• **WHAT TO PRODUCE**
The response should contain every record, reproduced exactly.

• **DATA**

┌──

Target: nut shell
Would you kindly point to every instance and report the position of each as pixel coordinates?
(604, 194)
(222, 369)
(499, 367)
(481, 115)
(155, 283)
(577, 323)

└──

• **OUTPUT OF THE TASK**
Target: nut shell
Would you kindly point to every instance and report the position of each as pixel coordinates?
(604, 194)
(222, 369)
(499, 367)
(481, 115)
(155, 283)
(577, 323)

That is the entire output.